Task instructions:
Retype, exactly as they appear below, the lines between the line holding "Place a pin on each instance of the tree" and the line holding "Place a pin on each instance of the orange pedestrian", both ends included.

Data in this exercise:
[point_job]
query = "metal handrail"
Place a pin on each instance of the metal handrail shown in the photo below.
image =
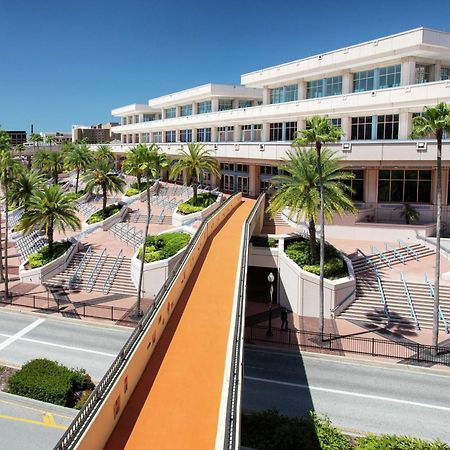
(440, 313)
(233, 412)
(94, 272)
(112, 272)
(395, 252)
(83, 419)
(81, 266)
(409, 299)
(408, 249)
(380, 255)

---

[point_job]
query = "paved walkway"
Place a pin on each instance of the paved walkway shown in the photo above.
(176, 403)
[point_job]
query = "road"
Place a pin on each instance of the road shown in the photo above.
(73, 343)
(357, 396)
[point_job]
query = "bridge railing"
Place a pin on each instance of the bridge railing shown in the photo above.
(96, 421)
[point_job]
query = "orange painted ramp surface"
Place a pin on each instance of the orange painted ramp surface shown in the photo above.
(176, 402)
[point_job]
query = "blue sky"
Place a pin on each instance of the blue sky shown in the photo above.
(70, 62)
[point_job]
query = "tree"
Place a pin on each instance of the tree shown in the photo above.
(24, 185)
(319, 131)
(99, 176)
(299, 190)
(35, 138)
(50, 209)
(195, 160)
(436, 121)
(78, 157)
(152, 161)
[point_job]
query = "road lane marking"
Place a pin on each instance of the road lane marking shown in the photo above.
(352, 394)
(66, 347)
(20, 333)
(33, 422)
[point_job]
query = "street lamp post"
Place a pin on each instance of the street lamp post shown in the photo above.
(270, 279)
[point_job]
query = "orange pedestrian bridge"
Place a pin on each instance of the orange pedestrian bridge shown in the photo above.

Result for this task:
Place a pin on each instance of the tree shown in the photo above.
(24, 185)
(319, 131)
(99, 176)
(299, 190)
(35, 138)
(50, 209)
(195, 160)
(436, 121)
(78, 157)
(152, 161)
[point_job]
query = "road lane marking"
Place a pin on each instance of the road lane marking shown in the photo above.
(352, 394)
(66, 347)
(20, 333)
(33, 422)
[point_job]
query = "street lamp post"
Place a pin on each instance of the street lamp post shown in the photo above.
(270, 279)
[point_job]
query = "orange pedestrian bridge"
Place a pin on each instance of the orange pedestrian bridge shown in the photo above.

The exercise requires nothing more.